Records from a dataset:
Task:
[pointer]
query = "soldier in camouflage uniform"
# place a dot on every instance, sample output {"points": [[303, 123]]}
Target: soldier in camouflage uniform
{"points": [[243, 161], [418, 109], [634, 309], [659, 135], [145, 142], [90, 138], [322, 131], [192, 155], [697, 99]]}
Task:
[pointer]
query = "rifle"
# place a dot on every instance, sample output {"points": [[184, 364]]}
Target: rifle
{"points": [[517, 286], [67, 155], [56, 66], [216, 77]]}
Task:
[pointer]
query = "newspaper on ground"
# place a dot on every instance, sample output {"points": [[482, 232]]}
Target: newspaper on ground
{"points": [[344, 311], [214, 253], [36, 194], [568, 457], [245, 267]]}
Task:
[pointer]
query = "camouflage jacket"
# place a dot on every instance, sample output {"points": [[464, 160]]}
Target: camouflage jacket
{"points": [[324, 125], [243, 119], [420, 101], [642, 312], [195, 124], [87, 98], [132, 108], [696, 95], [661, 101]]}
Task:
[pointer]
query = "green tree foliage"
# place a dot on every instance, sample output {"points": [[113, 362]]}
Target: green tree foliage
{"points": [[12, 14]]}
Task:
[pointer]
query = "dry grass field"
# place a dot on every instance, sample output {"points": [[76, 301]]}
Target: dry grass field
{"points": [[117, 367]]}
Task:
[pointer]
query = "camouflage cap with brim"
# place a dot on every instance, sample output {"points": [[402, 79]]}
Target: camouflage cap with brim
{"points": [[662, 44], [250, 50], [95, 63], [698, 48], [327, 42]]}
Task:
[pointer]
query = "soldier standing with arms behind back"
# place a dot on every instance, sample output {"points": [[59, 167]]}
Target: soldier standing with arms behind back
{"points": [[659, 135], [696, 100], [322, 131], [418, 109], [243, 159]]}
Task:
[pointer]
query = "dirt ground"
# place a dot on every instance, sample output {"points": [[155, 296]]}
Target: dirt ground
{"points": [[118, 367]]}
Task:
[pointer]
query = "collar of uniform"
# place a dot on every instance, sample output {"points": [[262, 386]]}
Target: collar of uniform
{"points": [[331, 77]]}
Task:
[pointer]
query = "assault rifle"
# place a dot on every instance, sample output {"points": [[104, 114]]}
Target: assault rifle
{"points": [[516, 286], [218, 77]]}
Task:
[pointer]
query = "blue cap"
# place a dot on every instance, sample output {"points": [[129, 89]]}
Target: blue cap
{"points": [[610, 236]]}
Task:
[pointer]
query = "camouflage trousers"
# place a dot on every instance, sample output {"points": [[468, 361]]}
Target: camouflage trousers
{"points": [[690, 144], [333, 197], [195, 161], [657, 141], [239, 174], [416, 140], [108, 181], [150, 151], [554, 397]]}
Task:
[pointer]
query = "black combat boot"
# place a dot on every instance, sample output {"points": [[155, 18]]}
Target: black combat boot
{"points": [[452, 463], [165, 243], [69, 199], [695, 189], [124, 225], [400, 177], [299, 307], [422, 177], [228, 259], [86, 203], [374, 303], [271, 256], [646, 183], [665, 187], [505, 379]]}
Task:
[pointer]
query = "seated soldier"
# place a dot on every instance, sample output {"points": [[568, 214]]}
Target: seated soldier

- _Problem requirements_
Show the lines of the records that include the string "seated".

- _Task answer_
query = "seated soldier"
Target: seated soldier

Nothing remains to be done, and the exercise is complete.